• Reading text
# il a été hospitalisé 4 jours



## Capucine92

Hi every body
How you say in English " il a été hospitalisé 4 jours"
Thanks for your help


----------



## theironduck

He was hospitalized for 4 days.  
He was in hospital for 4 days.
He had to go into hospital for 4 days.


----------



## xiancee

He spent 4 days in hospital


----------



## Moon Palace

Hello Capucine, and welcome to the forum 

If this is your whole sentence, I would suggest the use of the present perfect: _he has spent four days in hospital. 
_Because of course, without the explicit sign that this action took place in the past, you cannot use a simple past. Unless it is part of a paragraph in which it is clear that the narrator is recounting a past incident that is not linked to the present.


----------



## xiancee

Yes I totally agree with Moon Palace! without tense marker, present perfect seems to fit here!


----------



## Nicomon

Good morning,

While I tend to agree with Moon (hello ) about present perfect (still not sure) I personally would have said like theironduck : _he was hospitalized for 4 days._

Granted, context would tell, but imho _he has spent 4 days in (the) hospital_ could be interpreted differently.

• Data section

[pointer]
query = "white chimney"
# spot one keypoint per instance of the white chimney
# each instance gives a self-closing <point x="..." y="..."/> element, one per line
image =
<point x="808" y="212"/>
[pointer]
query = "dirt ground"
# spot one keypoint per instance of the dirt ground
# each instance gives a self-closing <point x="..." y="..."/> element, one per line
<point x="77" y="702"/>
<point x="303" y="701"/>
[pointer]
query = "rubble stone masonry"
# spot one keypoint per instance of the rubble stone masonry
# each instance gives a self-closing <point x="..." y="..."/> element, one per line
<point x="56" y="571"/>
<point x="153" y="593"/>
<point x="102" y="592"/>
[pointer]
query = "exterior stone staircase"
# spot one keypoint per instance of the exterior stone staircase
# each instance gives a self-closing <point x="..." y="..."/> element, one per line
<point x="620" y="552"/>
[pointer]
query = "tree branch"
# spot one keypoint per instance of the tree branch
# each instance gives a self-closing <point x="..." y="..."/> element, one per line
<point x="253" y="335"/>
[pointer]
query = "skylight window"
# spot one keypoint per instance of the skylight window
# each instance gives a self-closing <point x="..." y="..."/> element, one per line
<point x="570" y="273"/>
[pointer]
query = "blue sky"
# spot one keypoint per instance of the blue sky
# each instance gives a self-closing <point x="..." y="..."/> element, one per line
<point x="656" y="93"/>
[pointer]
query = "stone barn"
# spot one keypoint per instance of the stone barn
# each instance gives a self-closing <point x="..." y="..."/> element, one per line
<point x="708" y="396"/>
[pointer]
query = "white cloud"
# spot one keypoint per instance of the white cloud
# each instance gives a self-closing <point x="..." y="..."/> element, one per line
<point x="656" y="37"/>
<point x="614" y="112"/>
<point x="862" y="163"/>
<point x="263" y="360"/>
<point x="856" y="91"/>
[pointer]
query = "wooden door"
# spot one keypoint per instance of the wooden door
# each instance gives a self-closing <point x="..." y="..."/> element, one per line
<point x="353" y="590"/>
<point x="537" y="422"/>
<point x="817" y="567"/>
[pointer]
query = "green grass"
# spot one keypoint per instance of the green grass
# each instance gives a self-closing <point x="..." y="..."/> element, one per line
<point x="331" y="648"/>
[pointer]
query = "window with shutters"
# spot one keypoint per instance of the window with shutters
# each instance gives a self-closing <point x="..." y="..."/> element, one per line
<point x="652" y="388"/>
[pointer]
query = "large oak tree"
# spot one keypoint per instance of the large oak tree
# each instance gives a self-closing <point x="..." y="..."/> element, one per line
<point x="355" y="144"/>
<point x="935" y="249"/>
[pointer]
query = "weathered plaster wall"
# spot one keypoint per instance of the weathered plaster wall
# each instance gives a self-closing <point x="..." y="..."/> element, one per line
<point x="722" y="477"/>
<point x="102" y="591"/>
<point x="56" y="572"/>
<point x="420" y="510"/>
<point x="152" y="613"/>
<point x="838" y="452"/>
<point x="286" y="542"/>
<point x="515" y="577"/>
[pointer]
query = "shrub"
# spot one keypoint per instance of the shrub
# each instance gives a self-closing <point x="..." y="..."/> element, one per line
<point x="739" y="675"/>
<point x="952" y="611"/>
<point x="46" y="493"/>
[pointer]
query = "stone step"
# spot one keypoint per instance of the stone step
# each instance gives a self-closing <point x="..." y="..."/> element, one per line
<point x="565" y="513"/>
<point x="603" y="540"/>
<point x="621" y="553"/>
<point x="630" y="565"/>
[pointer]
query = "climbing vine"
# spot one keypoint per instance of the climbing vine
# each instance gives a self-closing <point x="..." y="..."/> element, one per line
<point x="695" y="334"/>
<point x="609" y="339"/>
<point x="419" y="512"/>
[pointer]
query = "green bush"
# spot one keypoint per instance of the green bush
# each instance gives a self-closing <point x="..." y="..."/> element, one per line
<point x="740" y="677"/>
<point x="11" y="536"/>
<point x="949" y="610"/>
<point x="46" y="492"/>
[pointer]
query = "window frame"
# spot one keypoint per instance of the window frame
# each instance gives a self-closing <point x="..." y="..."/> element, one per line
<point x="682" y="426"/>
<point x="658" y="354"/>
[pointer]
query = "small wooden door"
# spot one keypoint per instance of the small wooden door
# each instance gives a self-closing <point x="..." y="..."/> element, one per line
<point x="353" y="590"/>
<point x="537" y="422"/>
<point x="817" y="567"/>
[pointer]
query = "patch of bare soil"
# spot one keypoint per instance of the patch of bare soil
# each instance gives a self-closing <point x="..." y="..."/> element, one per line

• Exercise details
From the forum thread, copy everything from "While I tend" down to "be interpreted differently.", swapping "context" for "the situation".

• Output for this task
While I tend to agree with Moon (hello ) about present perfect (still not sure) I personally would have said like theironduck : _he was hospitalized for 4 days._

Granted, the situation would tell, but imho _he has spent 4 days in (the) hospital_ could be interpreted differently.